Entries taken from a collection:
···
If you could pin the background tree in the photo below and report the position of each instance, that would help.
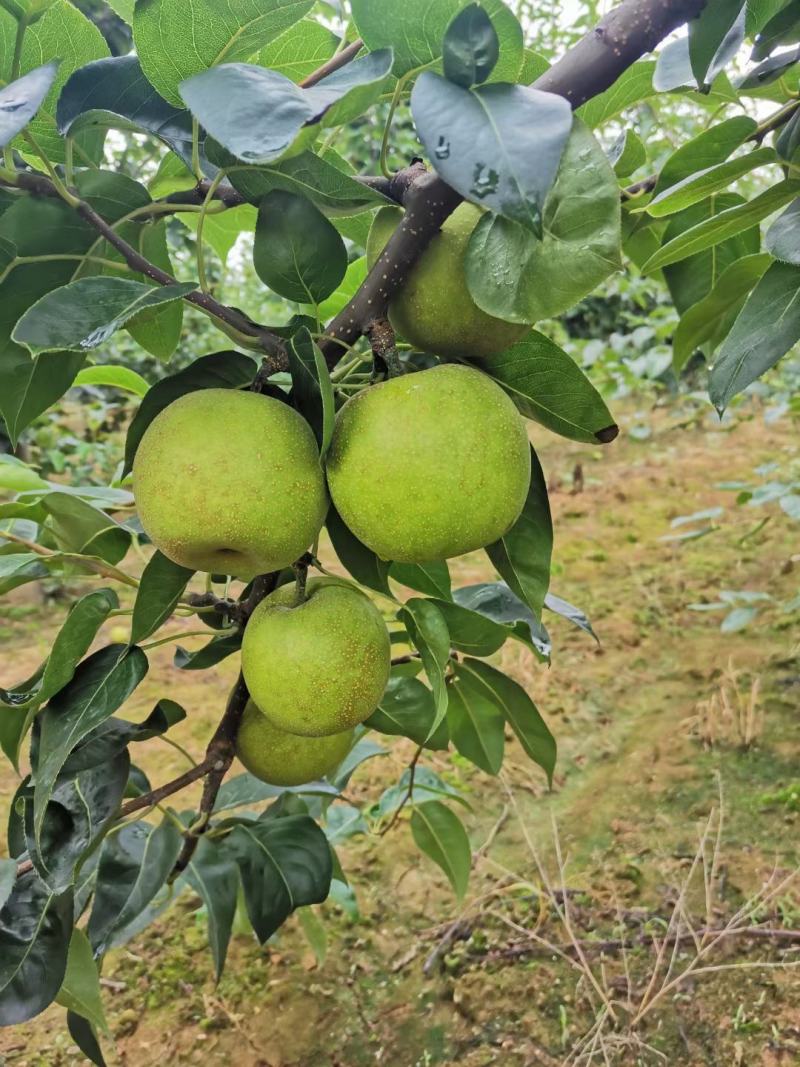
(245, 136)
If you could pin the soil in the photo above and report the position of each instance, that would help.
(643, 760)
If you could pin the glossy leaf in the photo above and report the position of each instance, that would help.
(705, 150)
(723, 225)
(516, 707)
(78, 812)
(214, 878)
(134, 864)
(709, 320)
(84, 314)
(160, 588)
(715, 36)
(705, 182)
(218, 370)
(408, 710)
(433, 579)
(767, 328)
(360, 560)
(440, 833)
(99, 685)
(498, 145)
(20, 100)
(35, 926)
(176, 41)
(475, 725)
(783, 237)
(117, 378)
(416, 31)
(547, 385)
(80, 991)
(312, 389)
(298, 252)
(114, 93)
(285, 863)
(260, 115)
(428, 632)
(523, 556)
(470, 47)
(513, 275)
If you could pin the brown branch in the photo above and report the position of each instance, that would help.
(340, 60)
(588, 68)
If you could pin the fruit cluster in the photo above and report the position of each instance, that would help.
(421, 467)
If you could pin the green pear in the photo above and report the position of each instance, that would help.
(320, 665)
(433, 309)
(430, 464)
(229, 482)
(284, 759)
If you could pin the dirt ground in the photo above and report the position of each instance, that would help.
(648, 745)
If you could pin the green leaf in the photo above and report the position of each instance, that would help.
(35, 927)
(84, 314)
(300, 50)
(514, 276)
(703, 184)
(548, 386)
(159, 591)
(134, 864)
(214, 878)
(260, 115)
(767, 328)
(285, 863)
(297, 251)
(416, 29)
(428, 632)
(633, 85)
(470, 47)
(216, 371)
(516, 707)
(720, 226)
(332, 189)
(782, 28)
(523, 556)
(99, 685)
(783, 237)
(498, 145)
(79, 527)
(175, 41)
(709, 320)
(117, 378)
(715, 36)
(440, 833)
(312, 389)
(80, 991)
(20, 100)
(114, 94)
(708, 148)
(363, 563)
(476, 727)
(72, 643)
(689, 281)
(408, 710)
(65, 34)
(433, 579)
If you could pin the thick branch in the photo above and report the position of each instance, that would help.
(590, 67)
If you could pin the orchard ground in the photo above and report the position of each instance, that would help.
(634, 784)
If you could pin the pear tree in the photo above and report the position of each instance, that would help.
(383, 419)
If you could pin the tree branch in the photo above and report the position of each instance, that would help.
(588, 68)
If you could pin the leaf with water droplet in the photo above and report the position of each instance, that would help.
(84, 314)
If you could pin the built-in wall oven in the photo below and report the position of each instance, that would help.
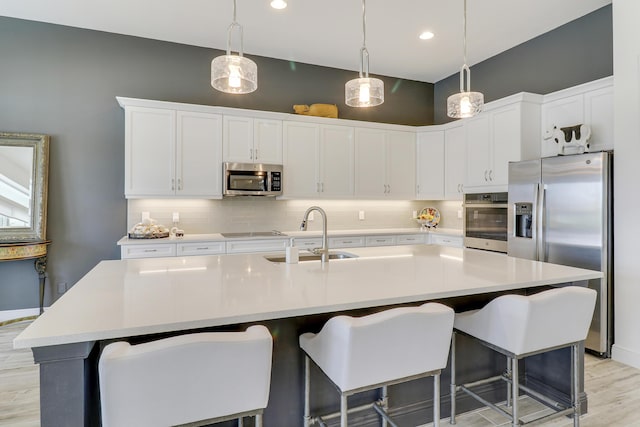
(485, 221)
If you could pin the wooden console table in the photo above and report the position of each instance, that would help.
(37, 250)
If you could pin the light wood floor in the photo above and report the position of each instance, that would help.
(613, 390)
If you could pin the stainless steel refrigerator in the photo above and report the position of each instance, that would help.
(560, 211)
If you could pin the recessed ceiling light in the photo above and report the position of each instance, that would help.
(278, 4)
(426, 35)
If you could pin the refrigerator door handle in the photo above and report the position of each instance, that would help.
(540, 218)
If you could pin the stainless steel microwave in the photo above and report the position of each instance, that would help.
(251, 179)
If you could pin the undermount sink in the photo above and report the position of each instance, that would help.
(313, 257)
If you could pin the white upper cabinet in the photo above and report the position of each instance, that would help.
(590, 104)
(430, 165)
(385, 164)
(198, 155)
(504, 133)
(252, 140)
(318, 161)
(455, 161)
(172, 153)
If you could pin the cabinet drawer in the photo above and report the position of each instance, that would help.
(346, 242)
(455, 241)
(381, 240)
(202, 248)
(147, 251)
(248, 246)
(415, 239)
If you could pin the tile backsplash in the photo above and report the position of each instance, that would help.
(198, 216)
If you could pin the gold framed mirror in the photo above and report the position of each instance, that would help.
(24, 176)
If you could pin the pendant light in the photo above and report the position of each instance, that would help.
(465, 103)
(364, 91)
(234, 73)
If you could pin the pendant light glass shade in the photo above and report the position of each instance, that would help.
(234, 73)
(466, 103)
(364, 91)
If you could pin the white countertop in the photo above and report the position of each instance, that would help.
(122, 298)
(213, 237)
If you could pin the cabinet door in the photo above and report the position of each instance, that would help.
(199, 155)
(401, 165)
(507, 141)
(598, 114)
(371, 163)
(478, 151)
(336, 162)
(300, 146)
(237, 136)
(267, 141)
(454, 162)
(430, 166)
(150, 136)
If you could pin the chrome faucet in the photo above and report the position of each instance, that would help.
(324, 251)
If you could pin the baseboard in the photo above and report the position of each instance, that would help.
(625, 355)
(6, 315)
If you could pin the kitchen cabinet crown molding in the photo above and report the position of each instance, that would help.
(581, 89)
(150, 103)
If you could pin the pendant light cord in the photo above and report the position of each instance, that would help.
(364, 53)
(234, 24)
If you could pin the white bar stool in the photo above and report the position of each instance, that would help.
(193, 379)
(519, 326)
(378, 350)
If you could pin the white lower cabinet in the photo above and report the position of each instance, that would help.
(346, 242)
(446, 240)
(200, 248)
(147, 251)
(381, 241)
(412, 239)
(249, 246)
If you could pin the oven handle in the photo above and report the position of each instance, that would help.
(485, 205)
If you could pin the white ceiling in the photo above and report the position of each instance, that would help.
(326, 32)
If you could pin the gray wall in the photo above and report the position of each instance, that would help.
(63, 82)
(577, 52)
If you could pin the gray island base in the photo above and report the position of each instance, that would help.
(143, 300)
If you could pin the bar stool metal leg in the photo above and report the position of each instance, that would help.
(343, 410)
(514, 391)
(452, 419)
(509, 375)
(385, 403)
(575, 349)
(307, 390)
(436, 400)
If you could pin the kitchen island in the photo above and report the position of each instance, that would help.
(144, 299)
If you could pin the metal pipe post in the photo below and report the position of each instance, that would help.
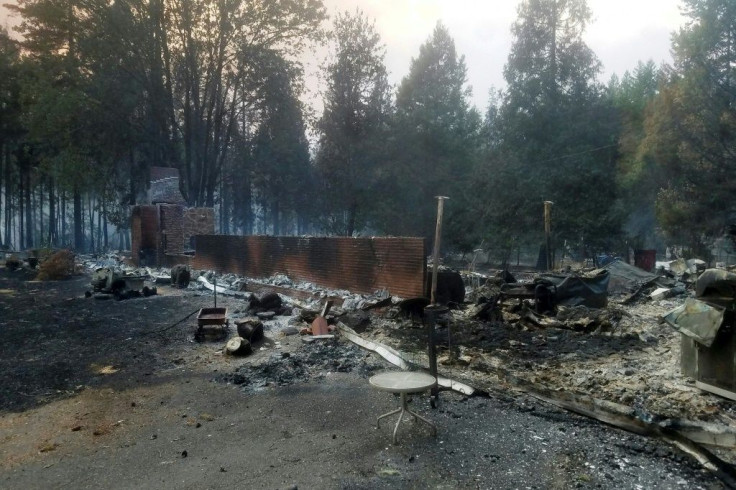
(436, 253)
(548, 232)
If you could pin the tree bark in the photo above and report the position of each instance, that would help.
(78, 230)
(52, 213)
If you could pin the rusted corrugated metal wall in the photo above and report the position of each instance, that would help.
(361, 265)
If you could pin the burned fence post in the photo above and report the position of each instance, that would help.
(431, 311)
(547, 232)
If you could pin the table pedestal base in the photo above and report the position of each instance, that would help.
(401, 411)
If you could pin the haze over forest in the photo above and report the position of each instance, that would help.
(96, 93)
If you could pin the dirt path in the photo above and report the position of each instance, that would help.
(93, 399)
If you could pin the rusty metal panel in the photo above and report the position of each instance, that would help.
(360, 265)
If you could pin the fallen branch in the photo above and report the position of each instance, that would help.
(397, 359)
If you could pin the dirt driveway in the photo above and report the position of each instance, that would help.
(106, 394)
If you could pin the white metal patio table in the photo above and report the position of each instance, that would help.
(404, 382)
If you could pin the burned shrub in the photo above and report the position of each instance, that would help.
(58, 266)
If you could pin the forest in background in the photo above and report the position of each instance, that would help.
(97, 92)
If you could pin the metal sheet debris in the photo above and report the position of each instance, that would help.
(696, 319)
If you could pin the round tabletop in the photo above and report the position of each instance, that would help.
(402, 381)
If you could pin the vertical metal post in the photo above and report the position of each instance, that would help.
(548, 232)
(436, 253)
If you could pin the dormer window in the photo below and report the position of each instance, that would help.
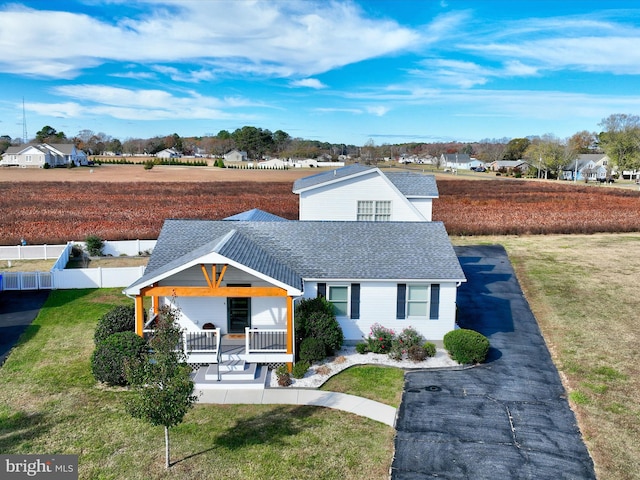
(374, 210)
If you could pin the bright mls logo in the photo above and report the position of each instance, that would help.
(51, 467)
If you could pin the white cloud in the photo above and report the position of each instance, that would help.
(217, 33)
(138, 104)
(308, 82)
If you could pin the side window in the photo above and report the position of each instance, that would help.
(417, 301)
(339, 296)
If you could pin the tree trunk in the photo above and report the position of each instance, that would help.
(166, 447)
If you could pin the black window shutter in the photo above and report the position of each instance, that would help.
(434, 309)
(355, 300)
(401, 301)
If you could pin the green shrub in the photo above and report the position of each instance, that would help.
(312, 350)
(283, 375)
(315, 318)
(466, 346)
(380, 339)
(112, 354)
(300, 368)
(416, 353)
(429, 349)
(118, 319)
(94, 245)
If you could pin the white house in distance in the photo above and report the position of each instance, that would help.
(36, 156)
(590, 166)
(235, 155)
(358, 192)
(235, 282)
(168, 153)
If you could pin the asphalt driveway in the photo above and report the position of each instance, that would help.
(17, 311)
(506, 419)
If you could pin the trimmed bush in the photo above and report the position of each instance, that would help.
(315, 319)
(312, 350)
(300, 368)
(380, 339)
(94, 245)
(416, 353)
(283, 375)
(118, 319)
(466, 346)
(112, 354)
(429, 349)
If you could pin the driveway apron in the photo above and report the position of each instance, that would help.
(506, 419)
(17, 311)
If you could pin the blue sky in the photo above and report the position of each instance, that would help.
(391, 71)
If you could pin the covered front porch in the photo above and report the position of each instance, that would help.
(227, 315)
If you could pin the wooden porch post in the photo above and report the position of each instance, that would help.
(139, 314)
(290, 332)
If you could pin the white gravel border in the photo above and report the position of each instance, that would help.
(312, 379)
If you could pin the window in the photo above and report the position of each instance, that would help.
(417, 301)
(339, 296)
(414, 301)
(374, 210)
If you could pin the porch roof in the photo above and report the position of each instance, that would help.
(293, 251)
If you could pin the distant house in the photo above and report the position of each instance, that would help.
(168, 153)
(37, 155)
(457, 161)
(508, 166)
(362, 193)
(593, 166)
(235, 156)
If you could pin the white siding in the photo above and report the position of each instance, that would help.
(378, 305)
(339, 201)
(266, 312)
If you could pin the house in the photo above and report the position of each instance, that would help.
(358, 192)
(243, 277)
(168, 153)
(235, 156)
(36, 156)
(592, 166)
(508, 166)
(456, 161)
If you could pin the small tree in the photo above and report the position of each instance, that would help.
(163, 386)
(94, 245)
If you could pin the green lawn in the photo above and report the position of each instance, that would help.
(583, 290)
(50, 403)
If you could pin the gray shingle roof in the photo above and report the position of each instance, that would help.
(410, 184)
(291, 251)
(331, 175)
(256, 215)
(413, 184)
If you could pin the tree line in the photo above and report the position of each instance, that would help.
(619, 138)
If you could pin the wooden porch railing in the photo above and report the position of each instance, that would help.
(265, 341)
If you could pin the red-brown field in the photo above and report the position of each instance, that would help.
(518, 207)
(45, 211)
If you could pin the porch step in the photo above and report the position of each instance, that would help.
(231, 370)
(253, 377)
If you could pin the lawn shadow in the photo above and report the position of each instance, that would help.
(19, 428)
(268, 428)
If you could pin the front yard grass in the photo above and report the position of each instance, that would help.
(583, 290)
(50, 403)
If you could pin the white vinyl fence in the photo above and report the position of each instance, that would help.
(60, 278)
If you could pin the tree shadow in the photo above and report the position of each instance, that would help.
(269, 428)
(20, 427)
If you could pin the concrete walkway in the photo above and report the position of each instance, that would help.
(297, 396)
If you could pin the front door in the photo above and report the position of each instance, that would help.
(238, 313)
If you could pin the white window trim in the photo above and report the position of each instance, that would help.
(340, 285)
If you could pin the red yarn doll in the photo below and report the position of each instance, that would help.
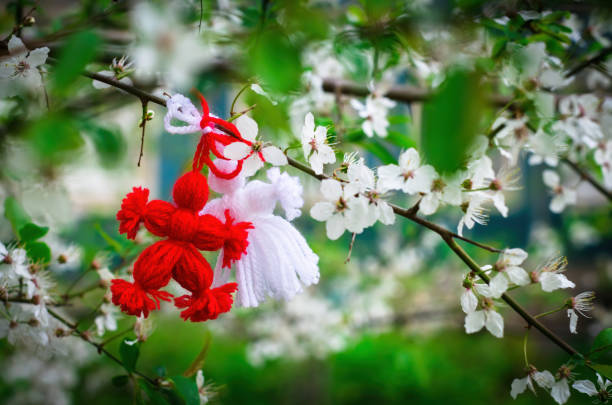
···
Exercise details
Transcribe exactly, and only, the lines from the one with "If you could pin the concrete" through the final line of the data above. The pictures stay out.

Answer to this task
If you could pin the concrete walkway in the photo above and report the position of each instance, that would help.
(297, 396)
If you could pin the front door in the photo above and report the position of each instance, that would help.
(238, 313)
If you could pin the white window trim in the photo above and report the position of each instance, that would help.
(340, 285)
If you could pin the red yarn doll in the photo below and report the position of each instance, that would help.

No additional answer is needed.